___ Extrait du document

Le vieux navire échoué à Ushuaia

 Rien ne symbolise mieux le bout du monde que ce vieux navire fourbu venu s’échouer sur le rivage d’Ushuaia. Je me sens un peu comme lui : en attente, plongé dans un voyage devenu temporairement immobile, et presque aussi rongé par mon mal de dos que ce vieux rafiot par la rouille.

J’ai fait (et parfois refait) toutes les randonnées possibles autour d’Ushuaia, les parcourant lentement, m’arrêtant longuement pour admirer les arbres, les mousses, les fleurs et les oiseaux. Les premières fois ne se répètent pas. Ce n’est plus tant la grandeur des paysages – ces montagnes enneigées qui plongent dans la mer – qui m’émeut, que les arbres entrelacés dans la pénombre des sous-bois, la vivacité affairée des oiseaux, l’étonnante magie colorée des lichens et des fleurs (nous sommes ici comme début Juillet chez nous).

La plupart des visiteurs ne restant pas à Ushuaia plus de deux ou trois jours, je vis ce temps suspendu comme un luxe inouï. Il laisse le temps de la contemplation aussi bien que celui des rencontres. Ainsi ai-je retrouvé ici aussi bien mes deux Américains que Carine, cette Française rencontrée à Puerto Williams. « Perdre son temps » est un art que notre époque obsédée par la vitesse et la productivité méprise à tort. Et si action et contemplation, loin d’être opposées, s’avéraient  complémentaires ?

______
___ Extraits de données

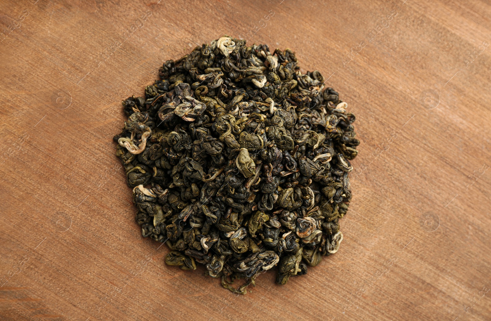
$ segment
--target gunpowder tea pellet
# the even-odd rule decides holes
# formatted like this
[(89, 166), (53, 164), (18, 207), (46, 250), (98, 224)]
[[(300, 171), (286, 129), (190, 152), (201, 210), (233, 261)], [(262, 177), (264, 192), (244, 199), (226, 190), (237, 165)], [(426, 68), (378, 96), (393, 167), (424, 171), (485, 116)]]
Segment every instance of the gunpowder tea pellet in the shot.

______
___ Extraits de données

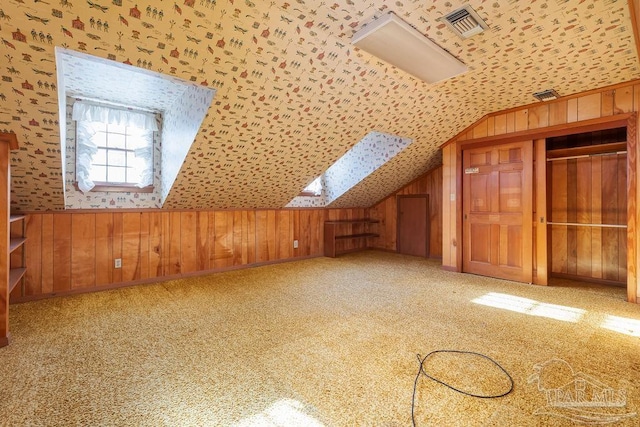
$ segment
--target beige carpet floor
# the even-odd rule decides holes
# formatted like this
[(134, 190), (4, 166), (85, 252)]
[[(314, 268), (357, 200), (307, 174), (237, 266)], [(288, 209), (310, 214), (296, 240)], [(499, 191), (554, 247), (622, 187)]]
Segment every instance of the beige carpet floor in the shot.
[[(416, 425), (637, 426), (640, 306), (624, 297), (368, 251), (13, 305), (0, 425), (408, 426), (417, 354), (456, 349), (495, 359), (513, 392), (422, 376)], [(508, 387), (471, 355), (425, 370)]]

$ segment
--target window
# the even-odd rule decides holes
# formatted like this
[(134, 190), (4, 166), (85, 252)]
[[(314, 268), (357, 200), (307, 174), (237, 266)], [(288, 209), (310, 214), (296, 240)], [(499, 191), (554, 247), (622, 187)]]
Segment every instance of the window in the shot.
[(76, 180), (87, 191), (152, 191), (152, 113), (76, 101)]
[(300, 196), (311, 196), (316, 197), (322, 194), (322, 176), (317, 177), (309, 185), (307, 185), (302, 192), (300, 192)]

______
___ Extraits de données

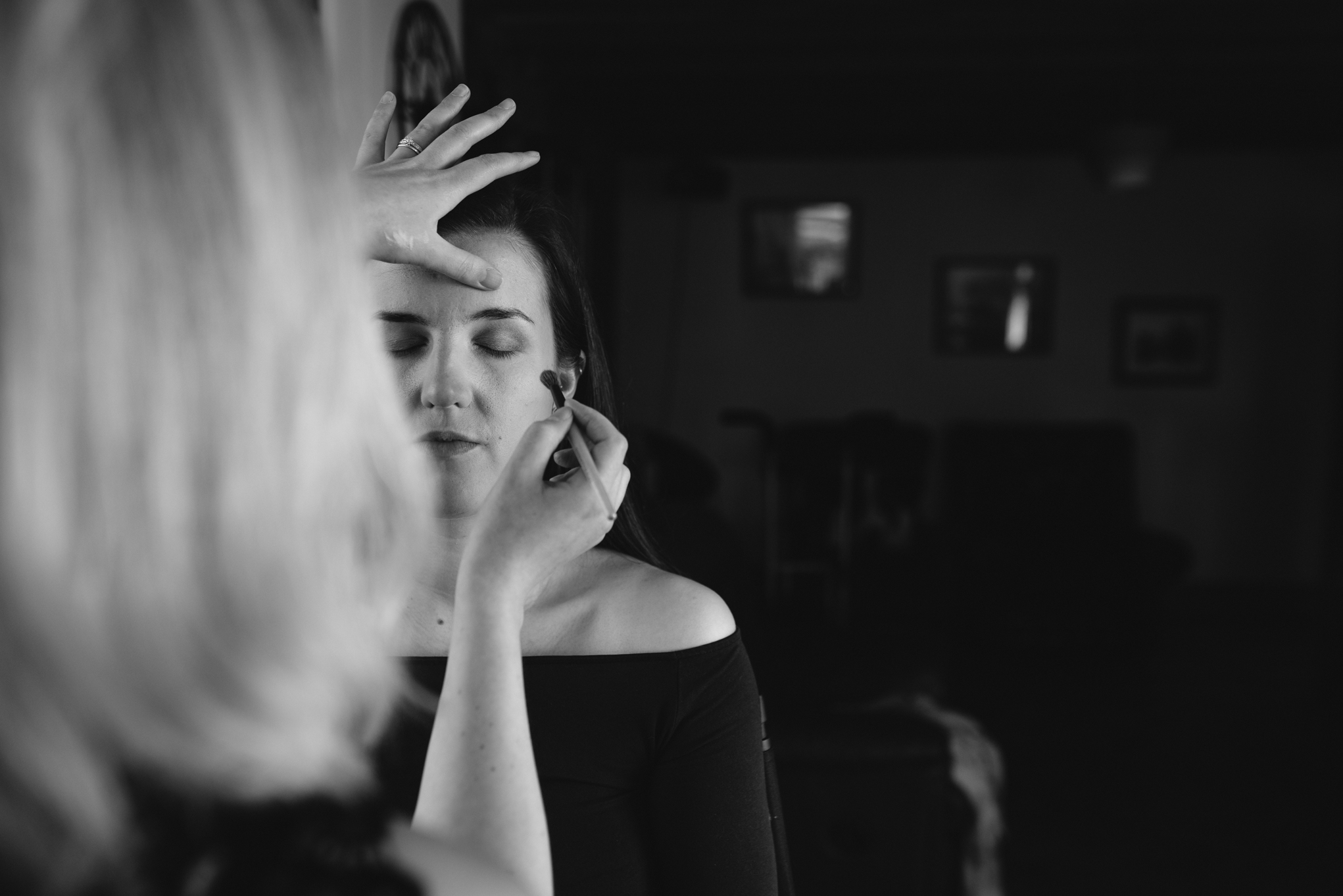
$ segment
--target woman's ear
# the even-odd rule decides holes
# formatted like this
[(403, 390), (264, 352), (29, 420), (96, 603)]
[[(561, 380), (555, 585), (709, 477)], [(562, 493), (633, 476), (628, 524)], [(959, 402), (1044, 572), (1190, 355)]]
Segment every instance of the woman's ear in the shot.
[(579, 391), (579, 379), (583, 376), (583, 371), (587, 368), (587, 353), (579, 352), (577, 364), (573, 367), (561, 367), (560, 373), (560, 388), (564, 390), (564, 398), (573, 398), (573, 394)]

______

Répondez brièvement à ces trois questions sur l'extrait consacré à Ushuaia.
1. Qu'est-ce qui ronge le vieux navire échoué ?
2. Combien de jours la plupart des visiteurs restent-ils à Ushuaia ?
3. Où Carine a-t-elle été rencontrée ?
Ces enregistrements ne sont pas nécessaires.

1. La rouille.
2. Pas plus de deux ou trois jours.
3. À Puerto Williams.